Put every line of the material below into a numbered list, skipping any blank lines and leaving out the pictures.

Extracted material
····················

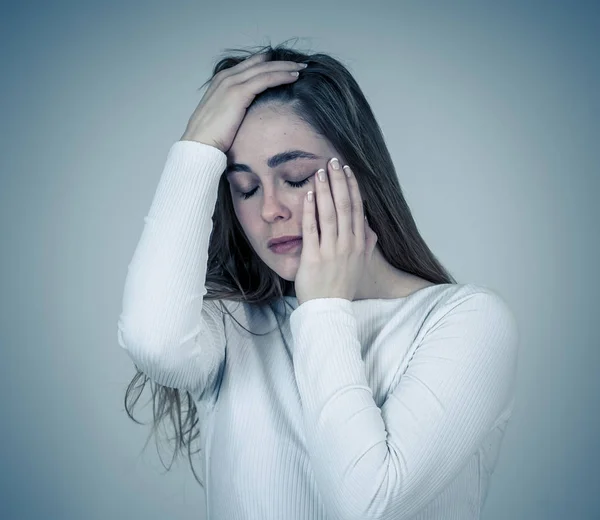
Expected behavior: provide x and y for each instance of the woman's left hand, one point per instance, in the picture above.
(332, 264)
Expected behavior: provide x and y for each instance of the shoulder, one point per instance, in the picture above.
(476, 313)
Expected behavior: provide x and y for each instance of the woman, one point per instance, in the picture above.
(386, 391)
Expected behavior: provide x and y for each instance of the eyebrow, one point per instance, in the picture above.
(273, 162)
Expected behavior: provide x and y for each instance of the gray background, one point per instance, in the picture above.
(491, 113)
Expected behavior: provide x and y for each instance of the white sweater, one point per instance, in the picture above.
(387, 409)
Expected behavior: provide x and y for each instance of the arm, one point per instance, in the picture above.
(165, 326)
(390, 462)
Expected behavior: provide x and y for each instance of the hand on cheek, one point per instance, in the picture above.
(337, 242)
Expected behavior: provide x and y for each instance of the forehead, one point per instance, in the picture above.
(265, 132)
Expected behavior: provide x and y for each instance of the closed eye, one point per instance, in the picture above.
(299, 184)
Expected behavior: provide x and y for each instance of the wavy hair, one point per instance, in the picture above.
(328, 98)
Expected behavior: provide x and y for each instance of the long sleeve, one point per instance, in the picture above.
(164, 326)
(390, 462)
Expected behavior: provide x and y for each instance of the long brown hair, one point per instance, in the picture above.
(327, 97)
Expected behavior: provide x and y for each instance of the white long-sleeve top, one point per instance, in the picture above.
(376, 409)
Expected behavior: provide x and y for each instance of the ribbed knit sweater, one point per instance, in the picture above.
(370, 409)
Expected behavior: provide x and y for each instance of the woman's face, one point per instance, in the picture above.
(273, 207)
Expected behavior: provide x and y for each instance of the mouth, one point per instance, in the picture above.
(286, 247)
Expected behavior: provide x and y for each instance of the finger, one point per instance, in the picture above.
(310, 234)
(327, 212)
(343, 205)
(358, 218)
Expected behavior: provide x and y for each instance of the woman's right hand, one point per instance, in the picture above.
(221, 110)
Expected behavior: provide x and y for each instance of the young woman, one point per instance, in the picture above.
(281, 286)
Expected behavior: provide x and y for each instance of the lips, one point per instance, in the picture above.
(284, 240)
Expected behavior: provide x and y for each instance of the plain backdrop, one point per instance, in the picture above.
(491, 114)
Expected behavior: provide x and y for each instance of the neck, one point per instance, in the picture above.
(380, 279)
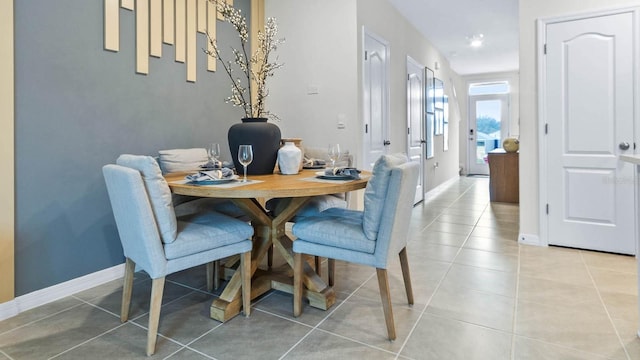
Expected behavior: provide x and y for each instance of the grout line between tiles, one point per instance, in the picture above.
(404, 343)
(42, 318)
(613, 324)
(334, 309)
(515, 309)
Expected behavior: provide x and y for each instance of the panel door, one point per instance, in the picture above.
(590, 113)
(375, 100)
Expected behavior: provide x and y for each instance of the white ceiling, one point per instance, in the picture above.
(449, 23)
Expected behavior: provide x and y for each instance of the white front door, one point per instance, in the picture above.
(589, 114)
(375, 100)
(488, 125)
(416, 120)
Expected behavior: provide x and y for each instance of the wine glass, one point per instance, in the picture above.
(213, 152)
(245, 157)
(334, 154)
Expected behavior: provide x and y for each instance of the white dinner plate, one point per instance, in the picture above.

····················

Exercise answer
1. Expected behavior: provide x and y for each instance of the woman's left hand, one point per instance, in the picture above.
2. (332, 264)
3. Expected behavior: provide x and y for each instance of the shoulder, one point per instance, in the picture above.
4. (476, 313)
5. Expected behavior: provide x and y for each instance of the woman, one point per instance, in the picture above.
6. (386, 391)
7. Expected behavior: provide x and y for each instance of the eyebrow, one point per instance, in the picture above.
8. (273, 162)
9. Expected behavior: provide x and y for each instance of the gray background, one point per instance, in the picture above.
10. (491, 113)
11. Expected behavior: provide x and y for each instance of the white sweater, one point per instance, in the picture above.
12. (387, 409)
13. Expected behavior: provide x and y for each instance of the arm, one point per instance, in the picture above.
14. (165, 326)
15. (390, 462)
16. Expected behavior: provide x and y for each instance of the hand on cheek, one point per instance, in the picture above.
17. (337, 242)
18. Expected behavior: provide x and y for each instance of the forehead, one point per instance, in the picture above.
19. (265, 132)
20. Expected behavior: provide x and y for each instance of the closed eye, one point per instance, in the picture above.
21. (299, 184)
22. Expected behavior: provide x and y for each instance of the wavy hair, one point per instance, in the picture above.
23. (328, 98)
24. Expected behavior: provide x and y for each instance of the long sleeve, one point per instance, in the picture above.
25. (164, 326)
26. (390, 462)
27. Expected behavior: provide x and y for each instance of the long brown hair, one point per instance, in the picture above.
28. (327, 97)
29. Expected behavior: provide x and y for each instance of the white long-sleeve top, one point per instance, in the picture above.
30. (376, 409)
31. Expected behavior: provide x and y for each instance of the ribbed knit sweater, one point per instance, in the picture above.
32. (370, 409)
33. Expected behavior: provide x and y for each instance of the woman's face, one point per instance, in the picture above.
34. (273, 207)
35. Expected behavior: provide x and y for each instance of the mouth, one point per instance, in the picture above.
36. (286, 247)
37. Expected behavior: provide x and y for each instance of the finger, one point per instance, in the picture above.
38. (310, 234)
39. (327, 212)
40. (343, 205)
41. (358, 218)
42. Expected behavior: provide x and y for each instance of the woman's right hand, one point per instance, in the picture above.
43. (221, 110)
44. Expected behavior: provide x and y for each instance of the young woman, one point per instance, in the picture above.
45. (281, 286)
46. Expected behavior: provide x and y for each instance of the lips, one point per instance, in the picture above.
47. (284, 240)
48. Expected behavior: provide x and y for each instance of the plain backdrop, one point per instance, in the picture above.
49. (491, 114)
50. Expected behavior: provide x and y for each instance of the neck, one point per instance, in the picture above.
51. (380, 279)
52. Expected behavior: provide x and y for each instance of the grout line between tiles, one point per instance, in the picture above.
53. (404, 343)
54. (42, 318)
55. (613, 324)
56. (334, 309)
57. (515, 309)
58. Expected behavior: provide x and y for each instance of the panel door, one point per instance, in the picture above.
59. (590, 113)
60. (375, 100)
61. Expected behavior: provide x and y for each instance of the white ceiling, one point per instance, in the picture above.
62. (449, 23)
63. Expected behavior: provide x and y for each instance of the white front door, one point per instance, in the picture above.
64. (589, 114)
65. (375, 100)
66. (488, 125)
67. (416, 120)
68. Expected behavior: provide x and y for each instance of the wine glass, one point per instance, in the picture above.
69. (213, 152)
70. (245, 157)
71. (334, 154)
72. Expected behavior: provide x and y for each instance of the white dinner plate, one point per instance, in the picture above.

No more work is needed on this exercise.